# [Problem statement]
Pick out every line in the items below that contains the word "like", and copy each one.

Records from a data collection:
++++++++

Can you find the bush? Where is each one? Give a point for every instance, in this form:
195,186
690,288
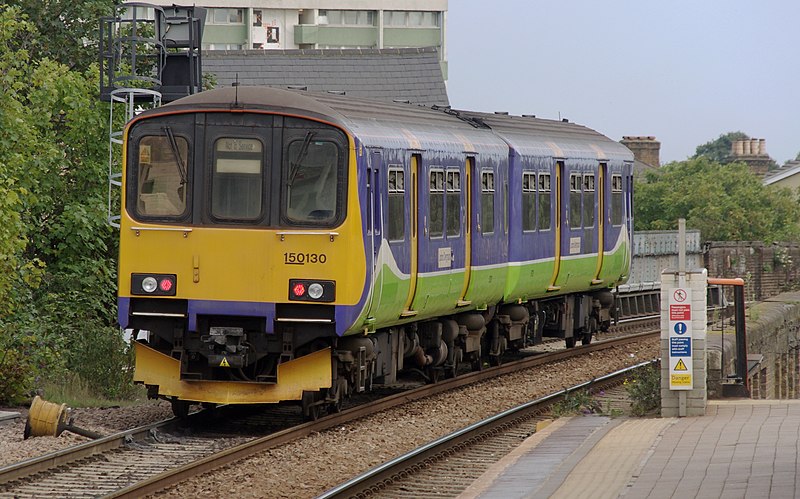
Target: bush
644,390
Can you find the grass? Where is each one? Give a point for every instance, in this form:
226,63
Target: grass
75,392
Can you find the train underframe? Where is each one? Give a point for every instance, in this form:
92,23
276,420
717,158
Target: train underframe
231,360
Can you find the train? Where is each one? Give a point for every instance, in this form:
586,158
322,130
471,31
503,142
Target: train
281,245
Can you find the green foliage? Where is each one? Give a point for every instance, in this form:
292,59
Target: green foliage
71,29
720,148
57,254
576,402
726,202
644,390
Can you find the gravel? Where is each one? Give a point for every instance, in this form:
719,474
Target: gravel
312,465
14,448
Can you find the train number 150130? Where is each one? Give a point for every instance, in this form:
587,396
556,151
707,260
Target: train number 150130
304,258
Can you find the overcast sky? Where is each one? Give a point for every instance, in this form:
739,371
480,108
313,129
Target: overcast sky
684,71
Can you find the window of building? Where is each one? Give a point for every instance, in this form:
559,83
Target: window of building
616,199
487,202
528,201
222,46
411,19
237,179
347,17
544,201
453,221
436,201
575,200
163,166
225,16
396,212
589,200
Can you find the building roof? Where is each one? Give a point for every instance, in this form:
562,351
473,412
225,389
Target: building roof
790,169
412,74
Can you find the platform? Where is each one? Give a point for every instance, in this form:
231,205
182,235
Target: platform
742,448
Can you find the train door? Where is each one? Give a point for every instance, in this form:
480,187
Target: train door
558,214
374,223
600,219
467,184
408,311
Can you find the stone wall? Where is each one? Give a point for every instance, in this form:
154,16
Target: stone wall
767,269
773,337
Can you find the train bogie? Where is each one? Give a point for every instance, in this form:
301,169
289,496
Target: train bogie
281,245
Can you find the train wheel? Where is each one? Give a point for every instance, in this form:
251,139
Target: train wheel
433,373
180,408
452,371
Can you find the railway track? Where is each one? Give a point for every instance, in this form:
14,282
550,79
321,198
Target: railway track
447,466
128,464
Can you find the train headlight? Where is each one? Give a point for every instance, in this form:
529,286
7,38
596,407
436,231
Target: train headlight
312,290
315,291
149,284
154,284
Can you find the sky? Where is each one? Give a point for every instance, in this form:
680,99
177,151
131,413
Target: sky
684,71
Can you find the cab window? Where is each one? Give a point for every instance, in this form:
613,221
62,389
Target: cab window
312,180
237,179
163,166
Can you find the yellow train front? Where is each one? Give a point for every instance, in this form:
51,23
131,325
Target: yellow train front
241,242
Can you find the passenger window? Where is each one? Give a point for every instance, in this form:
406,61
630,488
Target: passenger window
436,203
312,180
616,199
396,212
453,203
164,164
544,201
575,200
589,200
528,201
237,179
487,202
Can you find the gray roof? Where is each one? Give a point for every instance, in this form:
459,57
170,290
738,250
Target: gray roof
412,74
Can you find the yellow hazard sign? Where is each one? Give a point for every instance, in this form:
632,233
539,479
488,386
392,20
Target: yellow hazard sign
680,380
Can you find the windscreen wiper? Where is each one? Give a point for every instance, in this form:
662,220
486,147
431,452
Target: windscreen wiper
173,145
295,165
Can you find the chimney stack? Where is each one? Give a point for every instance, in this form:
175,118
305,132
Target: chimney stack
644,148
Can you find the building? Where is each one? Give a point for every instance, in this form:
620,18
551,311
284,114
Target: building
323,24
754,153
646,152
787,176
412,74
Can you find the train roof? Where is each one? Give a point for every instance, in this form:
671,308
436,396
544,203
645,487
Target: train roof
375,123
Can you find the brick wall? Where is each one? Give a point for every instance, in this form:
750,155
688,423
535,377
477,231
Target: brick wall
767,269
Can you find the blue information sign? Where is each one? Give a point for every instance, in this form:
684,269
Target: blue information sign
680,347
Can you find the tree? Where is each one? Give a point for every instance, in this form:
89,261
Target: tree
719,149
726,202
57,254
71,29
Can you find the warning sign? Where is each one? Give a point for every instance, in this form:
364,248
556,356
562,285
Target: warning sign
682,380
680,312
680,339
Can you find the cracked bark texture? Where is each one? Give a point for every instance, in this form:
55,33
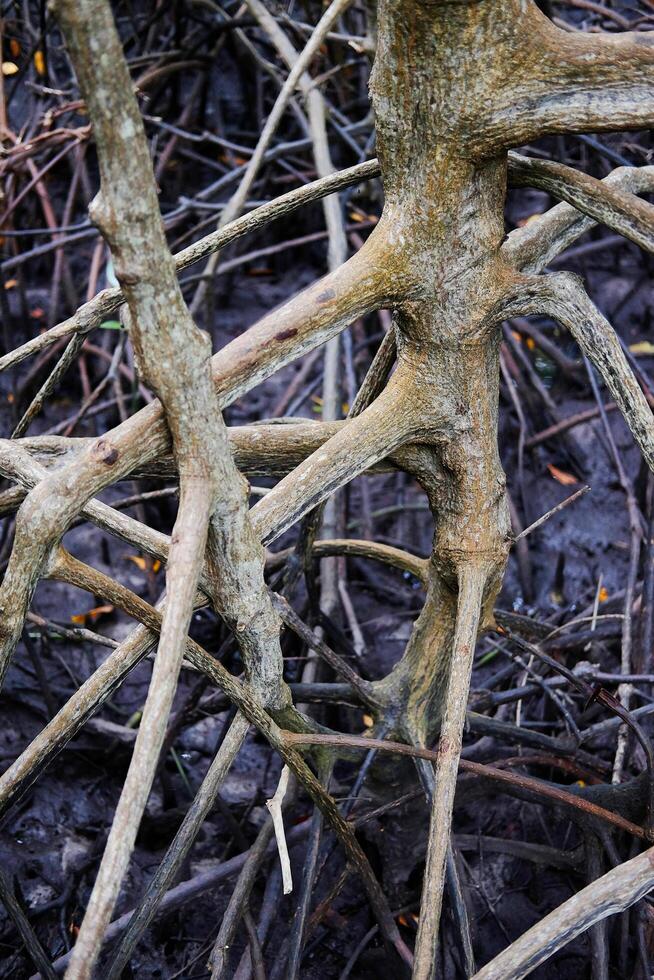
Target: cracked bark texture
447,113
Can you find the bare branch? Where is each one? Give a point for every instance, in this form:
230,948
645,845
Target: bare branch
617,209
564,299
363,441
616,891
91,314
471,588
571,83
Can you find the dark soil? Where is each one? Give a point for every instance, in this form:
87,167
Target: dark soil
52,840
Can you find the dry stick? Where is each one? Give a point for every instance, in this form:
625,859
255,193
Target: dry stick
534,246
218,961
181,845
471,583
182,893
610,206
535,787
24,927
70,570
299,923
174,358
539,242
550,513
70,353
614,892
106,302
237,202
636,534
363,441
563,297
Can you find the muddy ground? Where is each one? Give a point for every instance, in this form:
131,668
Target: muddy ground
51,840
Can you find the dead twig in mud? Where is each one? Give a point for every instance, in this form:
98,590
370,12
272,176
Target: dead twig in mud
455,88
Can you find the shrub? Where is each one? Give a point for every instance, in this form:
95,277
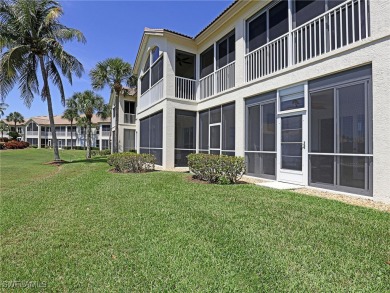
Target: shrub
102,153
216,169
132,162
14,144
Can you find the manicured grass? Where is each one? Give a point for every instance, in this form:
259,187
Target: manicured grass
85,229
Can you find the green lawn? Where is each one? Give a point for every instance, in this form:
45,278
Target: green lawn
81,228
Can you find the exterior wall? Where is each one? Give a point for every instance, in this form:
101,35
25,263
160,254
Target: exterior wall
372,50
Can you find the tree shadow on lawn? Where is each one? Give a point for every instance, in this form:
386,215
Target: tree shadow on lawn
89,161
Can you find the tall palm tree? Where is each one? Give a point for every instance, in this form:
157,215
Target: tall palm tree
33,38
16,118
3,107
3,128
88,104
71,114
113,72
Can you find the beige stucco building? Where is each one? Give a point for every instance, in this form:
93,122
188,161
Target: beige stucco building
298,88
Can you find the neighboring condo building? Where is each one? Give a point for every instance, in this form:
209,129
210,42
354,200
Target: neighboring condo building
36,131
298,88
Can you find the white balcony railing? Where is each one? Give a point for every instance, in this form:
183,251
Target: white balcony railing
267,59
185,88
129,118
206,86
225,77
344,24
154,94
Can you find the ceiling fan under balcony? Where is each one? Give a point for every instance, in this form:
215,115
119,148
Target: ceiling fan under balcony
183,60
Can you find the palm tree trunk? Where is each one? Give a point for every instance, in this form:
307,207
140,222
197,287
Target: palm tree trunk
49,109
116,138
89,139
71,134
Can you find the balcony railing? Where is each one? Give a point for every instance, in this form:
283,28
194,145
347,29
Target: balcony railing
267,59
225,77
345,24
129,118
154,94
185,88
206,86
219,81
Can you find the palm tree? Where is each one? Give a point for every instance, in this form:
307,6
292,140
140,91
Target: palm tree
88,104
3,107
33,38
71,114
113,72
16,118
3,128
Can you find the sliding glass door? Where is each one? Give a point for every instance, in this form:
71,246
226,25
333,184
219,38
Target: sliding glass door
341,137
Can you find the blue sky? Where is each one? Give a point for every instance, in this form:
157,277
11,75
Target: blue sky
114,29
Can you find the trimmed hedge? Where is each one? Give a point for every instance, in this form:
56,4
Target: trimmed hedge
102,153
216,169
132,162
14,144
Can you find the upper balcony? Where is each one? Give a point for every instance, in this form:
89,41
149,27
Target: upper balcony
311,29
279,36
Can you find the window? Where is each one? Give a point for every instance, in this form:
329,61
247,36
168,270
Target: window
129,140
226,50
292,98
270,24
151,136
185,136
341,132
145,81
157,71
129,107
185,65
260,146
217,130
155,54
207,62
153,71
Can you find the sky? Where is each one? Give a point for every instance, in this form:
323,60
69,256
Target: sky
114,29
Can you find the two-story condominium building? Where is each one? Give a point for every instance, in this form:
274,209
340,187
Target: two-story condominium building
36,131
127,138
298,88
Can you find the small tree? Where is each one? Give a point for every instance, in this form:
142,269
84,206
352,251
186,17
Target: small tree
16,118
82,123
3,128
3,107
89,103
71,114
113,72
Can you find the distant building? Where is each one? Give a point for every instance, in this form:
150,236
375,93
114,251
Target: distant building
36,131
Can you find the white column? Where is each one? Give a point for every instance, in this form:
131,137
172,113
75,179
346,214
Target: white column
240,53
169,136
39,136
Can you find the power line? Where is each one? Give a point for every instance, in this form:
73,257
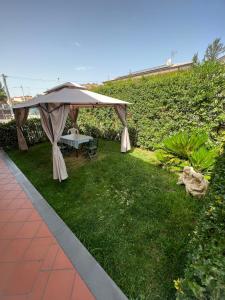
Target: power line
34,79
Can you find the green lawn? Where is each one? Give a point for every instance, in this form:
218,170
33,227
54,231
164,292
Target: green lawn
125,209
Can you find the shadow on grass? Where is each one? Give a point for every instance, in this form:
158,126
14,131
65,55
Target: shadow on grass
129,213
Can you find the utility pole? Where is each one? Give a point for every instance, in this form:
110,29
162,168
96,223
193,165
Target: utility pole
7,93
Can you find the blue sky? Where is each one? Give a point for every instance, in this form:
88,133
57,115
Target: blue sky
91,41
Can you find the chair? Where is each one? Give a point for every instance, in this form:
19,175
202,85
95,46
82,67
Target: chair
91,148
73,131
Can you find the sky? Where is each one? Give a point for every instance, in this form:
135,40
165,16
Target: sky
47,42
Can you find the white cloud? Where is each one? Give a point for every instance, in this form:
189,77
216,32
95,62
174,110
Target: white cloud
83,68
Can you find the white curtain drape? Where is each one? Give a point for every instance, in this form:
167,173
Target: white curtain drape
53,120
21,115
125,139
73,114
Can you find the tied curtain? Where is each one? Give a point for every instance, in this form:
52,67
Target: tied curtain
53,120
21,115
73,114
125,139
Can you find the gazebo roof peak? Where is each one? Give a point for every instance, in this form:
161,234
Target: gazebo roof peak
69,84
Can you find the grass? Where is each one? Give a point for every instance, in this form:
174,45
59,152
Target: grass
125,209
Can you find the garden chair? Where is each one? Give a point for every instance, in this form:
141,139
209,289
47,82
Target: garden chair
91,148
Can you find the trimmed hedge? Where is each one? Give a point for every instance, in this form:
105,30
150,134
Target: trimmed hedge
32,131
205,272
164,104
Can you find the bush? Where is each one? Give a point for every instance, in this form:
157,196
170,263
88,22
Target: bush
164,104
187,148
32,130
205,272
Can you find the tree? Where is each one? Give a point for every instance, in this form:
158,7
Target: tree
195,59
3,97
214,50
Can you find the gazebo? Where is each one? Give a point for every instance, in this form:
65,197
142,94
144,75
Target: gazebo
55,105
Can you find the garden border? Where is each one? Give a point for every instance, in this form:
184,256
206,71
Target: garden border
99,282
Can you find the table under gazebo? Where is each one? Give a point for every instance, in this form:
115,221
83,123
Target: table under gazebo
55,105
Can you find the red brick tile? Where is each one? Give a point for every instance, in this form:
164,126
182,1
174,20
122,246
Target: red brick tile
9,230
15,250
23,278
6,269
17,297
61,261
5,203
8,195
39,286
38,248
80,290
28,230
43,231
59,285
6,214
20,203
50,257
3,244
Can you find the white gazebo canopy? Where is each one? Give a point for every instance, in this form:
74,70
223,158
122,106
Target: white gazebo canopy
55,105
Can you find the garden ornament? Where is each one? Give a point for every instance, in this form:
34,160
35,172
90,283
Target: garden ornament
195,183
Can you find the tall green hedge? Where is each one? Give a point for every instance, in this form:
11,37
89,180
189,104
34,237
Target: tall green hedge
205,272
164,104
32,131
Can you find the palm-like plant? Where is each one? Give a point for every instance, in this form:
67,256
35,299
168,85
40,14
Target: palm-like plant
214,50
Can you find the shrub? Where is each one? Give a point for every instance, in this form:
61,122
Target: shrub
32,130
164,104
204,276
187,148
183,144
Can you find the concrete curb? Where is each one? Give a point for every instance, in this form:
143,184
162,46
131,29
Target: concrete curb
98,281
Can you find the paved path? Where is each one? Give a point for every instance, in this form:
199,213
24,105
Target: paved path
32,264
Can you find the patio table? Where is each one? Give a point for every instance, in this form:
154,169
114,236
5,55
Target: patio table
74,140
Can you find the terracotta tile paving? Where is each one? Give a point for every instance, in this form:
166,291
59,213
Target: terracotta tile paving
33,266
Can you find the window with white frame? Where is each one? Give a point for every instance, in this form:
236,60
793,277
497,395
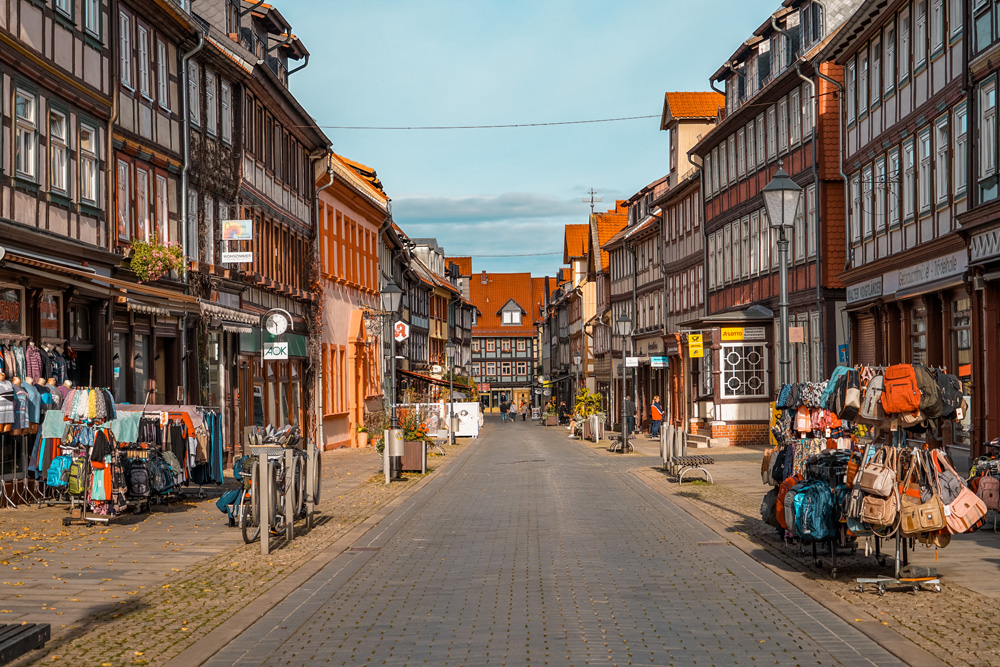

++++++++

# [Full output]
Can you find the palm-like plant? Where is each one? Give a point for every instance, in this form:
Target: palm-like plant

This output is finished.